_PASSAGE_
+++++

Shortage of physicians?

.. a shortage in spite of more doctors and doctor visits per thousand inhabitants. 

  • Sweden doesn’t educate enough medical doctors but must rely on people with foreign medical licenses. Sollefteå in northern Sweden is in need of more doctors and even offered a finder's fee to anyone whose help leads to a hire.
  • Foreign doctors are saving Swedish healthcare. They cost 260,000 SEK apiece to recruit and require a program of intensive training in the Swedish language. After a year's work in Sweden, they are profitable for the region they work in.
    The other side of the coin is that physician shortages worsen in much poorer countries.
    The Agency for Health Care analysis concludes in a report from last year that Sweden is one of the countries in the OECD that has the most doctors and doctor visits per thousand inhabitants. Yet Sweden has one of the worst results in time patients and physicians feel they have with each other. The Swedish physician shortage is primarily a question of where and how doctors work. There are too few workers at health centers and in rural areas and too much time spent by physicians on documentation and administration.

+++++

Data items:
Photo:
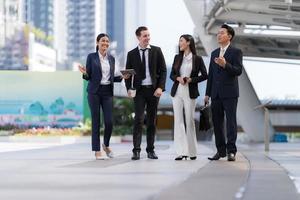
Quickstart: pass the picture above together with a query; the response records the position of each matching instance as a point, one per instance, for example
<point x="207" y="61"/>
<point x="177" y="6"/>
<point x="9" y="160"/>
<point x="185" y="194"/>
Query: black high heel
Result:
<point x="181" y="158"/>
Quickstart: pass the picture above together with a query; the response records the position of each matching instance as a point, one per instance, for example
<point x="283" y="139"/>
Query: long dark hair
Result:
<point x="192" y="46"/>
<point x="101" y="35"/>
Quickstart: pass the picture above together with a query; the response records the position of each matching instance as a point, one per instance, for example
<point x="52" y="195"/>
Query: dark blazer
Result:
<point x="94" y="72"/>
<point x="224" y="82"/>
<point x="157" y="68"/>
<point x="197" y="66"/>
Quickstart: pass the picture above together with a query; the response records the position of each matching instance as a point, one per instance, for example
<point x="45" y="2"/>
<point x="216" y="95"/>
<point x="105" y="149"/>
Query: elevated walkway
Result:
<point x="69" y="171"/>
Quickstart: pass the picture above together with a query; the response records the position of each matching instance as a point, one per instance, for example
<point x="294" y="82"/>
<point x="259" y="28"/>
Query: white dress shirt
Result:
<point x="185" y="71"/>
<point x="147" y="80"/>
<point x="105" y="68"/>
<point x="223" y="50"/>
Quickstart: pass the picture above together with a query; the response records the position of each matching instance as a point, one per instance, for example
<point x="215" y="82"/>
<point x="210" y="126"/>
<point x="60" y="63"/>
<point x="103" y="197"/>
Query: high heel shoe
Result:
<point x="181" y="158"/>
<point x="193" y="158"/>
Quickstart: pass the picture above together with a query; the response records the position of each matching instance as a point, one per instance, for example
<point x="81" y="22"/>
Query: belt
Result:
<point x="147" y="86"/>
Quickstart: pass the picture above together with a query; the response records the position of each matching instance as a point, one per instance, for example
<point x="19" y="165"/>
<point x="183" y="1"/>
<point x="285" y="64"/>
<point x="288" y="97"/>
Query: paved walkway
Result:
<point x="54" y="170"/>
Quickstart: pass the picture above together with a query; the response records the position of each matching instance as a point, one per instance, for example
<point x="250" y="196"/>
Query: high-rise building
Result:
<point x="85" y="22"/>
<point x="12" y="43"/>
<point x="39" y="14"/>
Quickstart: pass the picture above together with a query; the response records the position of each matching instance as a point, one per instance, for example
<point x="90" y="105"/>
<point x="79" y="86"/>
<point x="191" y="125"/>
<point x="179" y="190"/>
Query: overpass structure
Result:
<point x="264" y="28"/>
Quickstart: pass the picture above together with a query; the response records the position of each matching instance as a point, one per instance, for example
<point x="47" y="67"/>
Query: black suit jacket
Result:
<point x="224" y="82"/>
<point x="197" y="66"/>
<point x="157" y="68"/>
<point x="94" y="72"/>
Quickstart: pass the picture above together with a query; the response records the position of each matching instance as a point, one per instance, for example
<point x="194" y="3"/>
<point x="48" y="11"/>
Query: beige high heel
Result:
<point x="108" y="151"/>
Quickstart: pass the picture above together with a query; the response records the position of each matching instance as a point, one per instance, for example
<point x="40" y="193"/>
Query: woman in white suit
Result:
<point x="188" y="70"/>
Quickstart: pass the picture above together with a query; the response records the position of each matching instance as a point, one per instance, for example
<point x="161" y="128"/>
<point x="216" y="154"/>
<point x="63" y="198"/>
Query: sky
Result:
<point x="168" y="19"/>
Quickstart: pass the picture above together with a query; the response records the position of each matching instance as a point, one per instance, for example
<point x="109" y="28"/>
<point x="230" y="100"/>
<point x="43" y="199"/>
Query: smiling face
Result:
<point x="144" y="38"/>
<point x="223" y="36"/>
<point x="183" y="44"/>
<point x="103" y="44"/>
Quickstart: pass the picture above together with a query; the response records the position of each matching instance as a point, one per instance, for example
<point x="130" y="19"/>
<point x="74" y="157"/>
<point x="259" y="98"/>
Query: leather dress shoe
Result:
<point x="217" y="156"/>
<point x="181" y="158"/>
<point x="135" y="156"/>
<point x="231" y="157"/>
<point x="152" y="155"/>
<point x="193" y="157"/>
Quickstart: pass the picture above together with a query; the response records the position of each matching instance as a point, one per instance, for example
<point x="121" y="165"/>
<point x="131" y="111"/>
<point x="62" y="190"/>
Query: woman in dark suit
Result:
<point x="188" y="70"/>
<point x="99" y="72"/>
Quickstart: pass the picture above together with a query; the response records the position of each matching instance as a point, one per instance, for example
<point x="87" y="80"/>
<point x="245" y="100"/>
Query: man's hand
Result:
<point x="158" y="92"/>
<point x="82" y="69"/>
<point x="206" y="100"/>
<point x="220" y="61"/>
<point x="180" y="80"/>
<point x="126" y="76"/>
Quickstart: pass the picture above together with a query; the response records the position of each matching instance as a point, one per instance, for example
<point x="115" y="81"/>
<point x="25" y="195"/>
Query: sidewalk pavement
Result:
<point x="69" y="171"/>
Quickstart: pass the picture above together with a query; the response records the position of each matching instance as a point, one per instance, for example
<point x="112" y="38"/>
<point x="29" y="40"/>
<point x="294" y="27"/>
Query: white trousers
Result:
<point x="185" y="140"/>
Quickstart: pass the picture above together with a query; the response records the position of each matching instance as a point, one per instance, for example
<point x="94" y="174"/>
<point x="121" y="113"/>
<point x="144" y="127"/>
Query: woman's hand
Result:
<point x="188" y="79"/>
<point x="82" y="69"/>
<point x="126" y="76"/>
<point x="180" y="80"/>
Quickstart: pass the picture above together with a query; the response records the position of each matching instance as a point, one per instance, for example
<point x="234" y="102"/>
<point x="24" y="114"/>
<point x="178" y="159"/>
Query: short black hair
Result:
<point x="140" y="29"/>
<point x="229" y="29"/>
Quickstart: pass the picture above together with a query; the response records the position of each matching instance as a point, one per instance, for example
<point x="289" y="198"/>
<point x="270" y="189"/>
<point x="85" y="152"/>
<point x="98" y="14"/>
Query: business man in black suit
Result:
<point x="149" y="82"/>
<point x="226" y="65"/>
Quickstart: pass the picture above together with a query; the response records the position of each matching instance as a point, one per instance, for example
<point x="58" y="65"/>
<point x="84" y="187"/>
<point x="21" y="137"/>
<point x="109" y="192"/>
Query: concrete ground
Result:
<point x="66" y="169"/>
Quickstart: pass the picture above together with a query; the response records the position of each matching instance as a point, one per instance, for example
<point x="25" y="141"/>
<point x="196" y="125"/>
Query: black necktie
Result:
<point x="143" y="75"/>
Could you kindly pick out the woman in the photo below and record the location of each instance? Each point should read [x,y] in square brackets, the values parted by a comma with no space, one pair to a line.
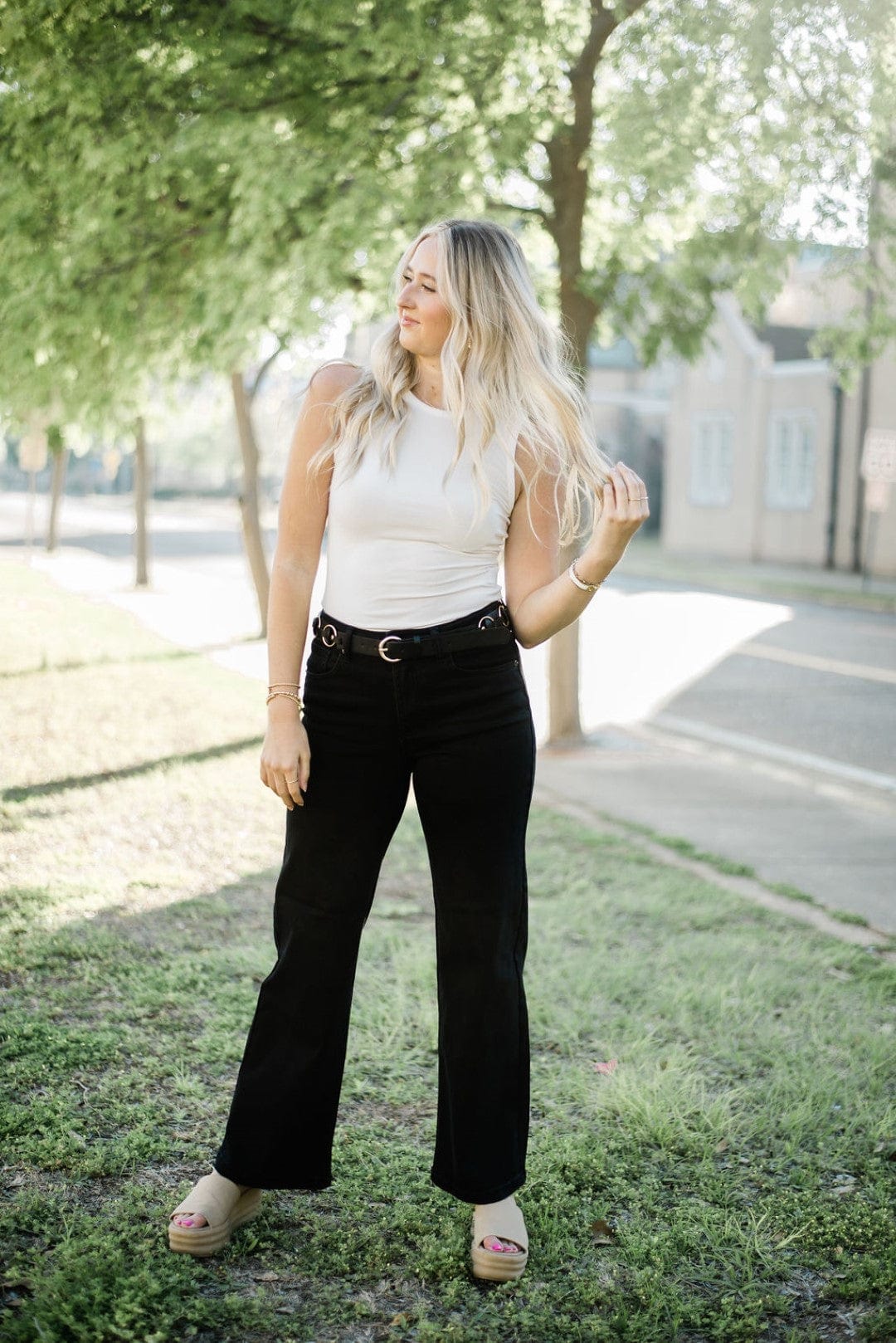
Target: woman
[466,439]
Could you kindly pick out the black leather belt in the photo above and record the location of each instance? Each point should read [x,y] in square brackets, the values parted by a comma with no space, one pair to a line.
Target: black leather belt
[492,628]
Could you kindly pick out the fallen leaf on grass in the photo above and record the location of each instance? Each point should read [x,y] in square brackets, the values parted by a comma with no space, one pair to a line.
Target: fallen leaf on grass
[606,1068]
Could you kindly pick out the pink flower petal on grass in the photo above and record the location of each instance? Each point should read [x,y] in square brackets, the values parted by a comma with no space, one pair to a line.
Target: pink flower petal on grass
[606,1068]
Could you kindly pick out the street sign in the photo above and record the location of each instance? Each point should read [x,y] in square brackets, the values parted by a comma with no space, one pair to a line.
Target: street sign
[879,456]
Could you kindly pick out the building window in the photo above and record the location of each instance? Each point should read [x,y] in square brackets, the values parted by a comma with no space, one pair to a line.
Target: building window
[790,461]
[712,460]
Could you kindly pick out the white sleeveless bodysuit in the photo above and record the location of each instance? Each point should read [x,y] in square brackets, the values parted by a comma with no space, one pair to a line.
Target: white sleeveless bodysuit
[401,549]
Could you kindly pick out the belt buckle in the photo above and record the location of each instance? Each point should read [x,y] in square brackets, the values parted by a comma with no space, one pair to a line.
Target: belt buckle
[382,652]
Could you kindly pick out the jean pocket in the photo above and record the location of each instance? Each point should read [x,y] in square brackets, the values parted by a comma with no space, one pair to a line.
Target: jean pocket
[486,661]
[324,660]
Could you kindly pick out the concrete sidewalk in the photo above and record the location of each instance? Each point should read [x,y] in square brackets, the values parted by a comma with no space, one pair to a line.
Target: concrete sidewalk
[832,838]
[646,559]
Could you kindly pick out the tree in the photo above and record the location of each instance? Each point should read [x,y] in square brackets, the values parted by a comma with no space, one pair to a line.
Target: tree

+++++

_ABOUT THIS TASK_
Please answer these questions using the passage on Sweden's physician shortage.
1. What does it cost to recruit one foreign doctor?
2. After how long in Sweden do foreign doctors become profitable for their region?
3. Where are there too few workers?
The records have no connection to the text.

_THE COMPLETED TASK_
1. 260,000 SEK apiece.
2. After a year's work.
3. At health centers and in rural areas.